(Excerpts of location labeling data)
— Start —

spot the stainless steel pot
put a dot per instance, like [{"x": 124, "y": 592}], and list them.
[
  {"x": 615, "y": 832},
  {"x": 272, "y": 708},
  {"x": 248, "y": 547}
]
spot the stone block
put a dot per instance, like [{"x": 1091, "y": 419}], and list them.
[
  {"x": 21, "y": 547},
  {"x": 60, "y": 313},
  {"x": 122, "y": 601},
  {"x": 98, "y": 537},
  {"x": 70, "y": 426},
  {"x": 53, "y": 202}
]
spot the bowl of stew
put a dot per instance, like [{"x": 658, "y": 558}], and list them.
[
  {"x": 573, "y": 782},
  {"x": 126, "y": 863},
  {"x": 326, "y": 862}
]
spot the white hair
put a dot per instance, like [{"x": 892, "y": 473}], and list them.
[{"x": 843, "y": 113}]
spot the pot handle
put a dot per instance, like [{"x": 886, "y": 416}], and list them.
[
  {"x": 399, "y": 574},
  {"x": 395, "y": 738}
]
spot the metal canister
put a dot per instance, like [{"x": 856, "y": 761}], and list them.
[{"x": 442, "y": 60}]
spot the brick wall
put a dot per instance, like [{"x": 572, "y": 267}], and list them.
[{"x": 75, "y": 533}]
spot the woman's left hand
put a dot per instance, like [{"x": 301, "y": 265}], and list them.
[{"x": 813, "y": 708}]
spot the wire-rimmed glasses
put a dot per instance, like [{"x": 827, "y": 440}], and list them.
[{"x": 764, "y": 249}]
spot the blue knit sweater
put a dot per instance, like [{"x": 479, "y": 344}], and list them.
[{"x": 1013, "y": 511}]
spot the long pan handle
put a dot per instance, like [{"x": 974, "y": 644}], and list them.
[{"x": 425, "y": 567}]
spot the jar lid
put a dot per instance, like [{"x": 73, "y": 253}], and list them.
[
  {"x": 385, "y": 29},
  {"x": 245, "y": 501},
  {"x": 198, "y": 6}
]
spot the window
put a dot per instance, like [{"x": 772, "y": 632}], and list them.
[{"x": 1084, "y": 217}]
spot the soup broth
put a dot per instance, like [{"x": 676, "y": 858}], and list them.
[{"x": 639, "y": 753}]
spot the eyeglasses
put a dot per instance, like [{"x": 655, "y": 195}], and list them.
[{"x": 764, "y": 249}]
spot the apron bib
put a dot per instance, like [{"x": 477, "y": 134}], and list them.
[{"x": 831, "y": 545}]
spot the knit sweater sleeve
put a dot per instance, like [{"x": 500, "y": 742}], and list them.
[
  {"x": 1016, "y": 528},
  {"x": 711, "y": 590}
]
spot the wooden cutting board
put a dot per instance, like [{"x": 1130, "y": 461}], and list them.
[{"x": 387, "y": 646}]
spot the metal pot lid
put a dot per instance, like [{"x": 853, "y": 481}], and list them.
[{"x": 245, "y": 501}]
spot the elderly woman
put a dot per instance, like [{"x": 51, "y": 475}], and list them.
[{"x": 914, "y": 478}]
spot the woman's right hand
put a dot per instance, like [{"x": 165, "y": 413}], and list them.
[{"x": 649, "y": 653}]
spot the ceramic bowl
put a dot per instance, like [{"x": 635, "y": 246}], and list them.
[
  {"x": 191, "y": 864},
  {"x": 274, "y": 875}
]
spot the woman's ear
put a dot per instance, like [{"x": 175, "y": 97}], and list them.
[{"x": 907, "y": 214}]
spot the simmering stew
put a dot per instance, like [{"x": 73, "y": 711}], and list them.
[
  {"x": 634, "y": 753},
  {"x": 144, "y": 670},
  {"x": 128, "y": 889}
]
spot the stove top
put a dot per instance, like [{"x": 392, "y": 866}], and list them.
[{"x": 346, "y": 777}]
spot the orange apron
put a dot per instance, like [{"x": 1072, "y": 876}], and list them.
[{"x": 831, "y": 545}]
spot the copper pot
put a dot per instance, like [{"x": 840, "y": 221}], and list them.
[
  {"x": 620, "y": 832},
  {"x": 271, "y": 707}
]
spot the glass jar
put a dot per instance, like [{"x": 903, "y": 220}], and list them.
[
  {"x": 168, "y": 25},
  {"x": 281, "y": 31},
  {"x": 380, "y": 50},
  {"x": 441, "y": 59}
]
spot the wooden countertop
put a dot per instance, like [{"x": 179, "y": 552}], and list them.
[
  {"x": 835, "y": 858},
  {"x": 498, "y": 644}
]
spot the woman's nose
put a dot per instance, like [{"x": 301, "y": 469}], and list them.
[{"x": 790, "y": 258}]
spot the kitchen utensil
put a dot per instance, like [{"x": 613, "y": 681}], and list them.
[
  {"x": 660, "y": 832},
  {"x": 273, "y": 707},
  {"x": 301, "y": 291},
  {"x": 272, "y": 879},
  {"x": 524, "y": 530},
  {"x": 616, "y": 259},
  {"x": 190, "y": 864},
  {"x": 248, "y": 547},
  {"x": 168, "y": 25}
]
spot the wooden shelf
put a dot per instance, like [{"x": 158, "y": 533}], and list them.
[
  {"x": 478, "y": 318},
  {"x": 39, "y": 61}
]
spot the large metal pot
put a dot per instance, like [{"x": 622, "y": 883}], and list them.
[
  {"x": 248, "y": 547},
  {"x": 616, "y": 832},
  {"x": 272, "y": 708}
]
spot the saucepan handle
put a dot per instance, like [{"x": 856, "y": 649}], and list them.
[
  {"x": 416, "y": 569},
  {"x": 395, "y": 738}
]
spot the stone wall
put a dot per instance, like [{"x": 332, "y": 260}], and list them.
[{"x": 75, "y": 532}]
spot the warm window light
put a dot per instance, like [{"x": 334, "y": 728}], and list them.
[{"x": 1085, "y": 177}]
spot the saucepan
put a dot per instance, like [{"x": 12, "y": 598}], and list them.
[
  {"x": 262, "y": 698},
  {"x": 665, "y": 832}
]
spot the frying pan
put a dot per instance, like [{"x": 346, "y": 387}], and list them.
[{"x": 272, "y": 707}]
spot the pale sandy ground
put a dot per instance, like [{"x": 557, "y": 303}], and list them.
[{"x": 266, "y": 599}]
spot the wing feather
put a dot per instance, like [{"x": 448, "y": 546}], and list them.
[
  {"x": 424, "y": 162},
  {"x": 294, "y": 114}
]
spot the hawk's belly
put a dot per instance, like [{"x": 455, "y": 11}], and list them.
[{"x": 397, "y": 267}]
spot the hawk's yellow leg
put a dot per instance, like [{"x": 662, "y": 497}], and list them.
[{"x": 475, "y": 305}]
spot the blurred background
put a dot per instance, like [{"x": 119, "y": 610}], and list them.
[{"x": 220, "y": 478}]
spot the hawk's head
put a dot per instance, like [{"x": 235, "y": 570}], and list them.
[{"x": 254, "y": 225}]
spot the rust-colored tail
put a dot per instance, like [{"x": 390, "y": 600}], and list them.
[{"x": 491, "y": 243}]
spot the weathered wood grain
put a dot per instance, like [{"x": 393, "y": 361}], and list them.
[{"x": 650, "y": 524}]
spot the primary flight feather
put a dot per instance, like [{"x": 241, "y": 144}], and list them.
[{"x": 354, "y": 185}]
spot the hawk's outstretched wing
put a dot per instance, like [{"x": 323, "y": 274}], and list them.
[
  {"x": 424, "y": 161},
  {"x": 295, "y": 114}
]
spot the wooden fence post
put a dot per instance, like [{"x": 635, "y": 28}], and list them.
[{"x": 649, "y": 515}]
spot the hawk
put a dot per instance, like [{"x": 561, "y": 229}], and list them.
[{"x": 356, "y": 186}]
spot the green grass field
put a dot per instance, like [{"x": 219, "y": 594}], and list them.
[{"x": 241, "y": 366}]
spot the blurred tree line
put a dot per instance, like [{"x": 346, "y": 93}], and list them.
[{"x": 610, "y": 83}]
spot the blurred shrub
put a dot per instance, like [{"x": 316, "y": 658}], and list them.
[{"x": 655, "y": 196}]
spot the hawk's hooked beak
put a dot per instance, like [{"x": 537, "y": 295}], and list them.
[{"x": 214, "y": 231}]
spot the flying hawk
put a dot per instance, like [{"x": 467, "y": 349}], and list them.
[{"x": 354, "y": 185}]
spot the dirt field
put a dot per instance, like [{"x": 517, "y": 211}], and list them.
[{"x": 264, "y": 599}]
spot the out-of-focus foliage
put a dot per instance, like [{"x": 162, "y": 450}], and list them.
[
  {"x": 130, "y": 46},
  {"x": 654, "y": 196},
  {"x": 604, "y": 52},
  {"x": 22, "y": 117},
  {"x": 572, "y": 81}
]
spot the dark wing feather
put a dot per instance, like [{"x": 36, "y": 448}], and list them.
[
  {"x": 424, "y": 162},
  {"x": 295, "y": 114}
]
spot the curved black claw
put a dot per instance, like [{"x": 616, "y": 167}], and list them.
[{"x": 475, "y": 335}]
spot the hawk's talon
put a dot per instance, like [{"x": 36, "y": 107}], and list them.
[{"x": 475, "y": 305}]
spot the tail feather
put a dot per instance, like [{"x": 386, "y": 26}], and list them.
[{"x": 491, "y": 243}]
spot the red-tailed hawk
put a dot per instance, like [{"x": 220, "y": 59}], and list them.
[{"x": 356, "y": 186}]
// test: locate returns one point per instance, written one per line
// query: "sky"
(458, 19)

— End —

**REQUIRED WORK**
Can you give the material, starting with the line that contains "one per line" and going on through the end of the material, as a two-column CSV with the columns request and answer, one row per answer, and each value in a single quoted field with its line breaks turned into spaces?

**COMPLETE RESPONSE**
request,answer
"// test: locate returns one point per instance, written one per line // query: ""sky""","(458, 19)"